# start of SELECTED EXTRACT
Rosalie and Barry Berger are celebrating their 60th wedding anniversary...

Rosalie and Barry Berger are celebrating their 60th wedding anniversary in 2019. Credit: Berger Family

Barry Berger of Coram talks about meeting his wife, Rosalie.

I grew up in Brownsville, Brooklyn, with my parents and a younger brother. My parents played a friendly poker game every month with their friends. One couple was Ida and Ben August. They were aunt and uncle to Rosalie, my future bride.

One night, my father bragged to his card-playing friends about a successful business trip I had just made to upstate Buffalo and Syracuse. I was a salesman for a line of insecticides in 1958, and that trip had actually been a turning point in my career. Shortly afterward, Rosalie’s parents visited her aunt and uncle, Ida and Ben. Half in jest, Rosalie’s mother asked them if they knew of a nice boy for their daughter. After a moment of thought, Ida piped up with an enthusiastic “yes” and offered my name. That’s how our life together started.

I called Rosalie, who lived in Flatbush, Brooklyn, and planned a date. We went to the Paramount Theatre in Downtown Brooklyn and saw “The Defiant Ones.” We enjoyed a snack afterward at Junior’s on Flatbush Avenue. The date seemed to go very well. Our next date was put on hold because Rosalie had a previously planned date for the week after she met me.

On our second date we went bowling, and Rosalie purposely lost the third game after winning the first two. She still says to this day that she didn’t want to kill a good thing because of a bowling match.

We eventually started dating. We got engaged four months later on Valentine’s Day 1959. I bought her a big oversized card. When she opened it, out popped a little man on a spring with an engagement ring attached to his belly button. She got all excited and said yes.

Rosalie’s mother was worried for months about planning a December wedding because of the risk of bad weather. Nevertheless, we were married at the Aperion Manor on Kings Highway in Brooklyn on Dec. 19, 1959 — and had beautiful weather that day.

Rosalie and Barry Berger of Coram on their wedding day,...

Rosalie and Barry Berger of Coram on their wedding day, Dec. 19, 1959. Credit: Berger Family

The next day, a snowstorm blew into New York, leaving 25 inches of snow on the ground. Rosalie and I were honeymooning at the Algiers Hotel in Miami by then.

(In a twist of fate — and faith — my best man and brother Mel and Rosalie’s maid of honor, her sister, Joyce, married each other 40 years later, after the deaths of their respective spouses.)

Rosalie and I moved into an apartment in the Flatlands section of Brooklyn where we lived for 10 years before moving out to a home in Nesconset. We lived there for 48 years until recently moving to a condo in Coram.
# end of SELECTED EXTRACT
* WRITTEN TASK 1
In the anniversary story, translate this sentence into Spanish: "We got engaged four months later on Valentine’s Day 1959."
* WRITTEN TASK 2
Reproduce word for word the part of the anniversary story that begins at the words "On our second" and stops after the words "a bowling match.".
# start of SOURCE EXCERPT
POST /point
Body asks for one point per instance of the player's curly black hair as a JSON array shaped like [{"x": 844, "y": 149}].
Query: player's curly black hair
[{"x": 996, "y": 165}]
# end of SOURCE EXCERPT
* OUTPUT 1
Nos comprometimos cuatro meses después, el Día de San Valentín de 1959.

* OUTPUT 2
On our second date we went bowling, and Rosalie purposely lost the third game after winning the first two. She still says to this day that she didn’t want to kill a good thing because of a bowling match.